■ Materials provided:
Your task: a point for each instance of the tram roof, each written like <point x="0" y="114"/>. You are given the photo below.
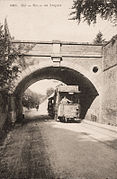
<point x="68" y="89"/>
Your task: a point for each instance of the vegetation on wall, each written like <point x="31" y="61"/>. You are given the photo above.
<point x="89" y="10"/>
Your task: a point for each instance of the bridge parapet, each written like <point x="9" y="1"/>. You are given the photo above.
<point x="63" y="49"/>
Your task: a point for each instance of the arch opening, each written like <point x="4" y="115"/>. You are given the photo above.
<point x="64" y="74"/>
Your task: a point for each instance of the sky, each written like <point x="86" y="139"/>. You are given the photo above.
<point x="46" y="20"/>
<point x="41" y="20"/>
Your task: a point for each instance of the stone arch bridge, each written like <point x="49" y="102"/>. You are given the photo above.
<point x="72" y="63"/>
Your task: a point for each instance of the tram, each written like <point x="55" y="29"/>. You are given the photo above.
<point x="65" y="104"/>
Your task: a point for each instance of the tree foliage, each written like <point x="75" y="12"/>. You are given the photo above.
<point x="99" y="39"/>
<point x="8" y="55"/>
<point x="88" y="10"/>
<point x="49" y="91"/>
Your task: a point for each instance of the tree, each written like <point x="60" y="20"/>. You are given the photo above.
<point x="8" y="54"/>
<point x="49" y="92"/>
<point x="99" y="39"/>
<point x="88" y="10"/>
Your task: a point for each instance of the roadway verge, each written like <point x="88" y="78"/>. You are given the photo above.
<point x="100" y="125"/>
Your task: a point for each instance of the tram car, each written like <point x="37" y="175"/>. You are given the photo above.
<point x="67" y="105"/>
<point x="51" y="106"/>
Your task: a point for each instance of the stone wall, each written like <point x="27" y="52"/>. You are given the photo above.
<point x="3" y="109"/>
<point x="109" y="100"/>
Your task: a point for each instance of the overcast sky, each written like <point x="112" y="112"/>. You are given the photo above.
<point x="48" y="20"/>
<point x="41" y="20"/>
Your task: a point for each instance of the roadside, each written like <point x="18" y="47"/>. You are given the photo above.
<point x="104" y="126"/>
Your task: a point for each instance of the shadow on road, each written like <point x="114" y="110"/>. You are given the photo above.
<point x="29" y="119"/>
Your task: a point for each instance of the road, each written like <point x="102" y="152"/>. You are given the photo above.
<point x="42" y="148"/>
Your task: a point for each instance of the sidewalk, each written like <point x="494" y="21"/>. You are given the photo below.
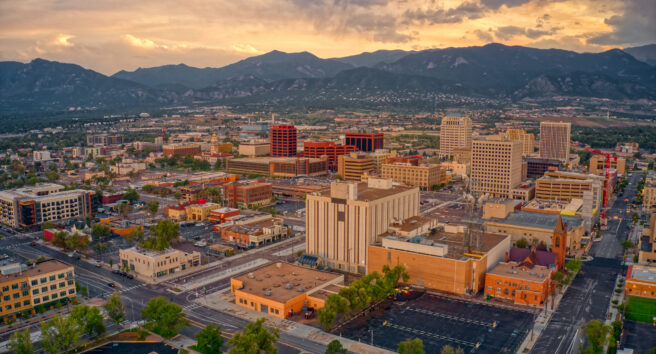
<point x="224" y="302"/>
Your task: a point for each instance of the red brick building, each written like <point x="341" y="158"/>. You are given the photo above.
<point x="283" y="140"/>
<point x="365" y="141"/>
<point x="317" y="149"/>
<point x="243" y="194"/>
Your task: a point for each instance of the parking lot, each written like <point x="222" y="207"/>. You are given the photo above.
<point x="440" y="321"/>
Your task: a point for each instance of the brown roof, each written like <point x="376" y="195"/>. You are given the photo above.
<point x="45" y="267"/>
<point x="283" y="280"/>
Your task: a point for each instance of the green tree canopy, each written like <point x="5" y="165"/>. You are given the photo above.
<point x="21" y="343"/>
<point x="255" y="338"/>
<point x="163" y="317"/>
<point x="335" y="347"/>
<point x="90" y="319"/>
<point x="411" y="346"/>
<point x="209" y="340"/>
<point x="60" y="333"/>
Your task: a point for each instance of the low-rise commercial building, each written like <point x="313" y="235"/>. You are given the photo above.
<point x="641" y="281"/>
<point x="253" y="148"/>
<point x="255" y="234"/>
<point x="440" y="260"/>
<point x="43" y="284"/>
<point x="152" y="265"/>
<point x="182" y="149"/>
<point x="245" y="194"/>
<point x="421" y="175"/>
<point x="44" y="202"/>
<point x="278" y="166"/>
<point x="283" y="289"/>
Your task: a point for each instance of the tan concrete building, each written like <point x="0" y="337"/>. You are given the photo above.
<point x="255" y="148"/>
<point x="440" y="261"/>
<point x="152" y="265"/>
<point x="342" y="222"/>
<point x="555" y="140"/>
<point x="496" y="167"/>
<point x="424" y="176"/>
<point x="462" y="155"/>
<point x="538" y="227"/>
<point x="455" y="132"/>
<point x="354" y="165"/>
<point x="527" y="140"/>
<point x="598" y="164"/>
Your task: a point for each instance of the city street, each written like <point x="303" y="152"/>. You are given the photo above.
<point x="590" y="292"/>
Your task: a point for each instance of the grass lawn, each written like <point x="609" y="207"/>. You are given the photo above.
<point x="641" y="309"/>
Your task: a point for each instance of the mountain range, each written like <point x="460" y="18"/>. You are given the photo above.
<point x="490" y="71"/>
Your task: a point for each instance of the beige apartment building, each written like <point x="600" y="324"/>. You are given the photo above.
<point x="43" y="202"/>
<point x="424" y="176"/>
<point x="354" y="165"/>
<point x="343" y="221"/>
<point x="255" y="148"/>
<point x="151" y="265"/>
<point x="527" y="140"/>
<point x="598" y="164"/>
<point x="455" y="132"/>
<point x="496" y="167"/>
<point x="555" y="140"/>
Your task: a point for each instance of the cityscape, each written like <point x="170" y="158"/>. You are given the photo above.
<point x="485" y="194"/>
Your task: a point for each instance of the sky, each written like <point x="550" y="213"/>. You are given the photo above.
<point x="112" y="35"/>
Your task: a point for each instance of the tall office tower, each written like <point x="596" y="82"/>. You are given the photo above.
<point x="455" y="132"/>
<point x="343" y="221"/>
<point x="555" y="140"/>
<point x="367" y="142"/>
<point x="527" y="140"/>
<point x="283" y="140"/>
<point x="496" y="167"/>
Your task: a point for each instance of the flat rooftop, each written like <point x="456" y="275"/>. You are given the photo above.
<point x="643" y="273"/>
<point x="455" y="242"/>
<point x="282" y="282"/>
<point x="366" y="193"/>
<point x="51" y="265"/>
<point x="538" y="220"/>
<point x="512" y="270"/>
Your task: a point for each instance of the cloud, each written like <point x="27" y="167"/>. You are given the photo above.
<point x="635" y="26"/>
<point x="143" y="42"/>
<point x="495" y="4"/>
<point x="467" y="10"/>
<point x="245" y="48"/>
<point x="485" y="36"/>
<point x="63" y="40"/>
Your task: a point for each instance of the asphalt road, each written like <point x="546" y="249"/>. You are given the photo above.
<point x="589" y="295"/>
<point x="136" y="294"/>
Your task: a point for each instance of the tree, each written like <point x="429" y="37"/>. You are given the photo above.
<point x="163" y="317"/>
<point x="411" y="346"/>
<point x="152" y="207"/>
<point x="447" y="349"/>
<point x="100" y="231"/>
<point x="131" y="195"/>
<point x="597" y="334"/>
<point x="21" y="343"/>
<point x="255" y="338"/>
<point x="115" y="308"/>
<point x="60" y="333"/>
<point x="90" y="319"/>
<point x="335" y="347"/>
<point x="209" y="340"/>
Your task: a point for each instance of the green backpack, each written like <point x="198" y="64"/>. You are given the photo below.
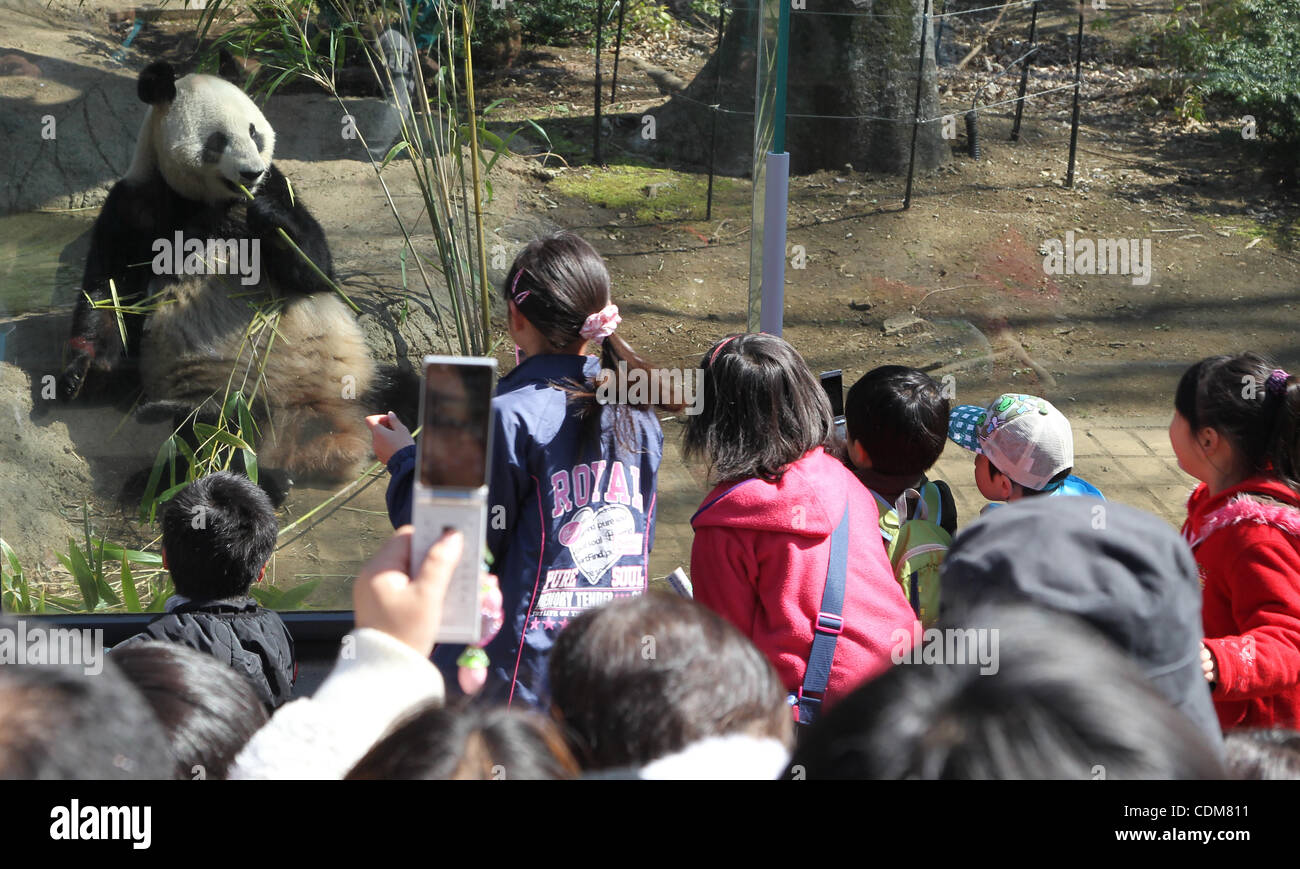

■ Exercise description:
Quote the listing above in full, except for the pictures.

■ The output:
Your task: a point for each instance of the tram roof, each written like <point x="0" y="114"/>. You are given the photo below.
<point x="68" y="89"/>
Your task: a point for each instance of the vegetation on wall, each written like <point x="31" y="61"/>. You are given the photo above.
<point x="89" y="10"/>
Your task: a point for each instance of the bridge parapet, each written like <point x="9" y="1"/>. You are given the photo above.
<point x="63" y="49"/>
Your task: a point for each instance of the arch opening, each written like <point x="4" y="115"/>. You are given the photo above.
<point x="64" y="74"/>
Your task: a point for each instance of the sky, each written like <point x="86" y="139"/>. You are given the photo above.
<point x="46" y="20"/>
<point x="41" y="20"/>
Your task: a point for each instance of the stone arch bridge, each written like <point x="49" y="102"/>. You are given the photo above.
<point x="72" y="63"/>
Your task: a point for each instance of the tram, each written like <point x="55" y="29"/>. You are given the photo above.
<point x="65" y="104"/>
Your task: a point for each instance of the tree foliage, each written like <point x="75" y="12"/>. You are given the photo above.
<point x="99" y="39"/>
<point x="8" y="55"/>
<point x="88" y="10"/>
<point x="49" y="91"/>
Your task: a point for each instance of the tree, each written like <point x="60" y="20"/>. You are given the photo above.
<point x="8" y="54"/>
<point x="49" y="92"/>
<point x="99" y="39"/>
<point x="88" y="10"/>
Your task: a point for each instance of the roadway verge, each written like <point x="88" y="78"/>. You are given the photo above.
<point x="100" y="125"/>
Your task: a point for each instance of the tram car, each written like <point x="37" y="175"/>. You are given the photo above.
<point x="67" y="105"/>
<point x="51" y="106"/>
Your task: a point for each instance of the stone wall, each written like <point x="27" y="52"/>. You are given the photo above.
<point x="3" y="109"/>
<point x="109" y="100"/>
Your task: a point for each instance of the overcast sky, each written like <point x="112" y="112"/>. You are given the photo above.
<point x="48" y="20"/>
<point x="41" y="20"/>
Your task: a point for each instance of the roadside, each written like <point x="18" y="47"/>. You are given the photo above.
<point x="104" y="126"/>
Your task: a point for each instance of the shadow on road, each written like <point x="114" y="110"/>. You are given the photo above.
<point x="29" y="119"/>
Your task: a point for each instance of the road, each written like <point x="102" y="152"/>. You are given the photo above.
<point x="42" y="148"/>
Your task: a point for each instance of the sidewalk, each written like <point x="494" y="21"/>. You are given the photo below.
<point x="224" y="302"/>
Your task: a point for each instance of the red brick building, each written like <point x="341" y="158"/>. You are given the photo above.
<point x="283" y="140"/>
<point x="365" y="141"/>
<point x="317" y="149"/>
<point x="243" y="194"/>
Your task: a point for each instance of the parking lot, each written like <point x="222" y="207"/>. You are given the photo above.
<point x="440" y="321"/>
Your task: a point for each instance of the brown roof, each written like <point x="376" y="195"/>. You are given the photo above.
<point x="45" y="267"/>
<point x="283" y="280"/>
Your task: a point for each instance of the green tree canopy, each written like <point x="5" y="165"/>. You are given the photo above.
<point x="21" y="343"/>
<point x="255" y="338"/>
<point x="163" y="317"/>
<point x="335" y="347"/>
<point x="90" y="319"/>
<point x="411" y="346"/>
<point x="209" y="340"/>
<point x="60" y="333"/>
Your task: a point for each instance of the low-rise commercial building, each written like <point x="313" y="235"/>. You are given the photo above.
<point x="641" y="281"/>
<point x="253" y="148"/>
<point x="255" y="234"/>
<point x="440" y="260"/>
<point x="43" y="284"/>
<point x="152" y="265"/>
<point x="182" y="149"/>
<point x="245" y="194"/>
<point x="421" y="175"/>
<point x="44" y="202"/>
<point x="278" y="166"/>
<point x="283" y="289"/>
Your task: a point for each instance of the tan concrete building, each written like <point x="0" y="337"/>. You are given the photo above.
<point x="255" y="148"/>
<point x="440" y="261"/>
<point x="152" y="265"/>
<point x="342" y="222"/>
<point x="555" y="140"/>
<point x="496" y="167"/>
<point x="424" y="176"/>
<point x="462" y="155"/>
<point x="538" y="227"/>
<point x="455" y="132"/>
<point x="354" y="165"/>
<point x="527" y="140"/>
<point x="598" y="164"/>
Your task: a point for each instance of the city street, each written like <point x="303" y="152"/>. You are given the photo above.
<point x="590" y="292"/>
Your task: a point for each instance of the grass lawn, each written like <point x="609" y="207"/>. You are given the photo above.
<point x="641" y="309"/>
Your task: a point for each instance of the mountain range, each written like <point x="460" y="18"/>. You are given the photo above.
<point x="490" y="71"/>
Your task: a point for each instance of the beige apartment building, each written like <point x="600" y="324"/>. You are given the photo above.
<point x="43" y="202"/>
<point x="424" y="176"/>
<point x="354" y="165"/>
<point x="343" y="221"/>
<point x="255" y="148"/>
<point x="151" y="265"/>
<point x="527" y="140"/>
<point x="598" y="164"/>
<point x="455" y="132"/>
<point x="496" y="167"/>
<point x="555" y="140"/>
Your task: a point for each instance of the cityscape, each written like <point x="170" y="158"/>. You are given the photo above.
<point x="485" y="194"/>
Your task: a point for each instance of the sky, each written like <point x="550" y="213"/>. You are given the photo above.
<point x="112" y="35"/>
Your task: a point for each instance of the tall office tower, each written like <point x="596" y="82"/>. You are given the photo above.
<point x="455" y="132"/>
<point x="343" y="221"/>
<point x="555" y="140"/>
<point x="367" y="142"/>
<point x="527" y="140"/>
<point x="283" y="140"/>
<point x="496" y="167"/>
Your task: a point for each instance of the flat rooftop, each written like <point x="456" y="275"/>. You are given the photo above.
<point x="643" y="273"/>
<point x="455" y="242"/>
<point x="282" y="282"/>
<point x="366" y="193"/>
<point x="51" y="265"/>
<point x="538" y="220"/>
<point x="512" y="270"/>
Your task: a point for each instance of the cloud, each written like <point x="27" y="167"/>. You are given the photo above.
<point x="635" y="26"/>
<point x="143" y="42"/>
<point x="495" y="4"/>
<point x="467" y="10"/>
<point x="245" y="48"/>
<point x="485" y="36"/>
<point x="63" y="40"/>
Your task: a point for each instance of the asphalt road, each written like <point x="546" y="249"/>. You are given the photo above.
<point x="589" y="295"/>
<point x="136" y="294"/>
Your task: a point for each instance of the tree, each written like <point x="429" y="37"/>. You are given the photo above.
<point x="163" y="317"/>
<point x="411" y="346"/>
<point x="152" y="207"/>
<point x="447" y="349"/>
<point x="100" y="231"/>
<point x="131" y="195"/>
<point x="597" y="334"/>
<point x="21" y="343"/>
<point x="255" y="338"/>
<point x="115" y="308"/>
<point x="60" y="333"/>
<point x="90" y="319"/>
<point x="335" y="347"/>
<point x="209" y="340"/>
Your task: a point for each instance of the green backpack, each written like <point x="198" y="64"/>. You are given the photo below.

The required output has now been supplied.